Given request: Find the line that contains "Q: In the image above, where is the building". Then set down that line and all the lines after it, to the end of the records, exactly and with nothing added.
+ + +
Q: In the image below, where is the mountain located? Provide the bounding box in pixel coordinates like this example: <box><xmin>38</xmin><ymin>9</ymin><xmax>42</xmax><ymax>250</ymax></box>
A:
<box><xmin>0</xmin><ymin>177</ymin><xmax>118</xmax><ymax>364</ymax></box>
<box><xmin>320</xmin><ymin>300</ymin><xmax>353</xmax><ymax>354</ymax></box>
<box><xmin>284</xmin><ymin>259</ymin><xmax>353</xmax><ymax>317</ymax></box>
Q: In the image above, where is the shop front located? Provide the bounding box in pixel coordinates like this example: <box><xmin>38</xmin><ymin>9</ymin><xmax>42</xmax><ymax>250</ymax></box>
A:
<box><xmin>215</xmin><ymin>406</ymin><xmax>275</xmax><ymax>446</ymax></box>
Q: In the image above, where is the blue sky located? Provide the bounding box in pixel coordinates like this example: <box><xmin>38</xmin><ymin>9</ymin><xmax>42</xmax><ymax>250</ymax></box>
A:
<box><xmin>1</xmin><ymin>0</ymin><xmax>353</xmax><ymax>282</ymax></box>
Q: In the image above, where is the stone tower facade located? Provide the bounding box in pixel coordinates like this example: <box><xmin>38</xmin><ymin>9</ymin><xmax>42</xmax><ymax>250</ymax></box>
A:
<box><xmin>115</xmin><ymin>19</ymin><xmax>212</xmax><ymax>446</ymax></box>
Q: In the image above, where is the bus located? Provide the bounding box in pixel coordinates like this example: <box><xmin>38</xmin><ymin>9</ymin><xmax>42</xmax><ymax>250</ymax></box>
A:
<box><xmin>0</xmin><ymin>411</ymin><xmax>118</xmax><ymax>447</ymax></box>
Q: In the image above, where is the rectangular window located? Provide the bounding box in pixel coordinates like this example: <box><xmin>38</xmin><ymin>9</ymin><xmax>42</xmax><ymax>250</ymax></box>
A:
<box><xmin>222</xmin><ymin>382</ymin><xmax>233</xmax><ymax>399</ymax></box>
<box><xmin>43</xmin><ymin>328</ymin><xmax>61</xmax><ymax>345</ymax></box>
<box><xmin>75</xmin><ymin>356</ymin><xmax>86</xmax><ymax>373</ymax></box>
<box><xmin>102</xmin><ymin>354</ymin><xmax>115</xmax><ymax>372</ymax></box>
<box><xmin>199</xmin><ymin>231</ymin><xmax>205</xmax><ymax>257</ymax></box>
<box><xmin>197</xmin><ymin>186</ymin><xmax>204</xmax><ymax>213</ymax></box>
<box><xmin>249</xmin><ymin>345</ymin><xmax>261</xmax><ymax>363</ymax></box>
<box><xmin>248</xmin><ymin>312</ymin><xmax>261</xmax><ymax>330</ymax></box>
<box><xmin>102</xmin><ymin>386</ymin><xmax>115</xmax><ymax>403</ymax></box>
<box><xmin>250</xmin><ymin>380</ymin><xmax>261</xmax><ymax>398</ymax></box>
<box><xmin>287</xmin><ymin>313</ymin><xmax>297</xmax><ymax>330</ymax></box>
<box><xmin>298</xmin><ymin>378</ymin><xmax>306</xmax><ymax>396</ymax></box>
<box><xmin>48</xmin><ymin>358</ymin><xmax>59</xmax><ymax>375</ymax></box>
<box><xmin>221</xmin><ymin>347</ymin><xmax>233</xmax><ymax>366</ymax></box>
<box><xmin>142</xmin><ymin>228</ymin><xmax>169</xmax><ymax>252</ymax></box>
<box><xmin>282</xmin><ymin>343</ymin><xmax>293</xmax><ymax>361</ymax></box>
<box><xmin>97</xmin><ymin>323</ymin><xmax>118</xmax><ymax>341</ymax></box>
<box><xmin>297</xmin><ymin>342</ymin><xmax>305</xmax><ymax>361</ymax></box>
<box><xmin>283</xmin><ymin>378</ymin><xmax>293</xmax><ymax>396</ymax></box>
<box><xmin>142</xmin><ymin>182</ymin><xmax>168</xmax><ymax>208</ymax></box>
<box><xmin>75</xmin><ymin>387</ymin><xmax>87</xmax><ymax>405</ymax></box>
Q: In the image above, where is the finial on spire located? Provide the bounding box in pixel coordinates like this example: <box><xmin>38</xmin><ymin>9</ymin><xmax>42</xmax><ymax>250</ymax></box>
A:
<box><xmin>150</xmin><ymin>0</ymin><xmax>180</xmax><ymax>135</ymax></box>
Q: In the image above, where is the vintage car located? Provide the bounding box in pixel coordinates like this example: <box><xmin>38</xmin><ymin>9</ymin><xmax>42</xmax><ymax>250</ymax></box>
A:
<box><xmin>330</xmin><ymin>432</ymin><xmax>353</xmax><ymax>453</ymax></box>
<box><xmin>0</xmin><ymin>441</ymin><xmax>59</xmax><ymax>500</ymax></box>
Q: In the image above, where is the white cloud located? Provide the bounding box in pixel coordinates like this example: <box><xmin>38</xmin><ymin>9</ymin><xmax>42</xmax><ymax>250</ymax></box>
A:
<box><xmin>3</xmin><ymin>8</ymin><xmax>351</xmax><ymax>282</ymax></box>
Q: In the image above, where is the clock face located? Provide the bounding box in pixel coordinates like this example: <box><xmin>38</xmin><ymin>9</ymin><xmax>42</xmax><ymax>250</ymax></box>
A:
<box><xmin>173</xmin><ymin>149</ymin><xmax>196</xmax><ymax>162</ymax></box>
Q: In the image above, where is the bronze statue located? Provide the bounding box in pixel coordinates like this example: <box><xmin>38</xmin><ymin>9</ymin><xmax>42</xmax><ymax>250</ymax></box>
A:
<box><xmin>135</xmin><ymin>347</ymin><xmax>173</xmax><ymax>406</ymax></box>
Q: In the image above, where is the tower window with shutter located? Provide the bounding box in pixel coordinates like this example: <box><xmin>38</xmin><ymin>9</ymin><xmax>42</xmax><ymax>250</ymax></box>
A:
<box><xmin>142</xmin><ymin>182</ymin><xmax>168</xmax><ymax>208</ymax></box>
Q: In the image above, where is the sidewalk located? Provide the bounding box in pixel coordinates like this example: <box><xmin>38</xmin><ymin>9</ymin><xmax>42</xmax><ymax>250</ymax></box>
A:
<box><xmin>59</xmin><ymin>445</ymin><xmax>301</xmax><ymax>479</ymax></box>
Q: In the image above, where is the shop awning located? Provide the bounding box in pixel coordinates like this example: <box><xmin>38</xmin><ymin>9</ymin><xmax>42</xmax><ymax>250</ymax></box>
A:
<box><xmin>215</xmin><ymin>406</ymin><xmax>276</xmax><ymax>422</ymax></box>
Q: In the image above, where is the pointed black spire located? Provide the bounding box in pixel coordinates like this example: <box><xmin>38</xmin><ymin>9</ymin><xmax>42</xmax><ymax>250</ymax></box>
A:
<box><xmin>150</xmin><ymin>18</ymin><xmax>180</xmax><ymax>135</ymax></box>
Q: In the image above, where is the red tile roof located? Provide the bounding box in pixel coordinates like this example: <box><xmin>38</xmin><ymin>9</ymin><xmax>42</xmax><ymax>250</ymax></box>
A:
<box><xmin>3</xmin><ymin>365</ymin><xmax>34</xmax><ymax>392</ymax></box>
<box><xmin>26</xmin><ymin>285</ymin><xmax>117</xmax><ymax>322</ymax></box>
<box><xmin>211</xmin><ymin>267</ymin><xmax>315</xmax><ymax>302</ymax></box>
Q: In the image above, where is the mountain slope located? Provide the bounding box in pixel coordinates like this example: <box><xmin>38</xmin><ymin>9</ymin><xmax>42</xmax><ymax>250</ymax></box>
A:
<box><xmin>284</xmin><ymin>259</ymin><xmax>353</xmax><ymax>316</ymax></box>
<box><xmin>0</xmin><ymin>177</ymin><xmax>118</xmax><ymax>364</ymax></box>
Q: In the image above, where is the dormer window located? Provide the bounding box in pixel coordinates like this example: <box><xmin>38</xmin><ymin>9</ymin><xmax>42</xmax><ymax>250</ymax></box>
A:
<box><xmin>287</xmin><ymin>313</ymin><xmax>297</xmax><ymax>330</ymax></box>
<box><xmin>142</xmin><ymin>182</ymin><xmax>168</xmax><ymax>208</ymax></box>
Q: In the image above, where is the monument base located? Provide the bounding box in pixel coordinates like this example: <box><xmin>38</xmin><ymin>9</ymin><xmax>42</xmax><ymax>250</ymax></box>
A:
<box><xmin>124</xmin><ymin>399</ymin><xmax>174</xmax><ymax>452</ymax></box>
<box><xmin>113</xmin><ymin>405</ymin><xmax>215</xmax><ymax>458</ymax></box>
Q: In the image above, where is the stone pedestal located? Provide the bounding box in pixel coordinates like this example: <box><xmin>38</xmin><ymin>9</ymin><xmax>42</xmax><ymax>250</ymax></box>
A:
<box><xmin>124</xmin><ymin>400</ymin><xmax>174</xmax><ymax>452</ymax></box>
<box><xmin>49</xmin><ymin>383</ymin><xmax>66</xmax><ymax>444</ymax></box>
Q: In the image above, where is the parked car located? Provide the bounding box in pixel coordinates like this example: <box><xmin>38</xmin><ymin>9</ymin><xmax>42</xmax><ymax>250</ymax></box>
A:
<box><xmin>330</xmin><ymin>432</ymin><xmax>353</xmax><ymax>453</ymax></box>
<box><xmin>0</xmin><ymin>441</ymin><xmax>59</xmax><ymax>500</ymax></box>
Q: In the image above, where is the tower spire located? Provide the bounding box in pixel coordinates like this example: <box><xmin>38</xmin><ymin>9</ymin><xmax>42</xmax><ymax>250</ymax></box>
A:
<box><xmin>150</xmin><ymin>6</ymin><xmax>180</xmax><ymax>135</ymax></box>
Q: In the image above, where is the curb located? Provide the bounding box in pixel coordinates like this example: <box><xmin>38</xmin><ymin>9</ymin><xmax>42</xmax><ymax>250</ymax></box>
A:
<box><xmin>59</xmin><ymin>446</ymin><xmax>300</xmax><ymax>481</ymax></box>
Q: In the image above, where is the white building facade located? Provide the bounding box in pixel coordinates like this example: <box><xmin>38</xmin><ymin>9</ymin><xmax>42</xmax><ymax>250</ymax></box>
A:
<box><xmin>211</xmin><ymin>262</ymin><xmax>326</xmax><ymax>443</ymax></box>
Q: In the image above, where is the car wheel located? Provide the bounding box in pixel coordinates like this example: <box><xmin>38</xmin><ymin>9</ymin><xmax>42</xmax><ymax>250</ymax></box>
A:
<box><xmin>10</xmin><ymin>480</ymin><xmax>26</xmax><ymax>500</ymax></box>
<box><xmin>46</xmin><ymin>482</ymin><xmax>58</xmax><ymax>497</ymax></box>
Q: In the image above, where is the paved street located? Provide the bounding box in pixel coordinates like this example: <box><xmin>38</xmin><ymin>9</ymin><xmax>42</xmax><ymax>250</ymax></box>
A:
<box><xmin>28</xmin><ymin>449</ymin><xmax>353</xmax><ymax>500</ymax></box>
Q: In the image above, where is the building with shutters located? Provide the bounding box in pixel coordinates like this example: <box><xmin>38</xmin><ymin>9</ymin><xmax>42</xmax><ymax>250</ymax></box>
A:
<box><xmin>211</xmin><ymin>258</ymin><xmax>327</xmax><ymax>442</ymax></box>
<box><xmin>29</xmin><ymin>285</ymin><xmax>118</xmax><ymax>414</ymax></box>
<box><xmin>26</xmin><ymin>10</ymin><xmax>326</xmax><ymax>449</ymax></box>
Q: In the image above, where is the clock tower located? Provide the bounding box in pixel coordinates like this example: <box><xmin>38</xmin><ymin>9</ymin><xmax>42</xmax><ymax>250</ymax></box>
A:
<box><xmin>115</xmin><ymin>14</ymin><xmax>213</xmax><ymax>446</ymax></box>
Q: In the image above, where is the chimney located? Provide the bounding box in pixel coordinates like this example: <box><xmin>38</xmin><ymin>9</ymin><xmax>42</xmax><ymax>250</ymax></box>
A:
+ + +
The completed task:
Q: In the image above, where is the building with shutters located? Provide the bounding box in pixel coordinates like this example: <box><xmin>38</xmin><ymin>9</ymin><xmax>42</xmax><ymax>250</ymax></box>
A:
<box><xmin>211</xmin><ymin>258</ymin><xmax>327</xmax><ymax>442</ymax></box>
<box><xmin>29</xmin><ymin>285</ymin><xmax>118</xmax><ymax>414</ymax></box>
<box><xmin>26</xmin><ymin>10</ymin><xmax>326</xmax><ymax>449</ymax></box>
Q: In the image above, where is the clock tower located? Provide the bounding box in pixel coordinates like this example: <box><xmin>38</xmin><ymin>9</ymin><xmax>42</xmax><ymax>250</ymax></box>
A:
<box><xmin>115</xmin><ymin>14</ymin><xmax>213</xmax><ymax>446</ymax></box>
Q: In the image above, where is the chimney located? Provide the bounding box in pixel coordinates like this example: <box><xmin>38</xmin><ymin>9</ymin><xmax>42</xmax><ymax>250</ymax></box>
A:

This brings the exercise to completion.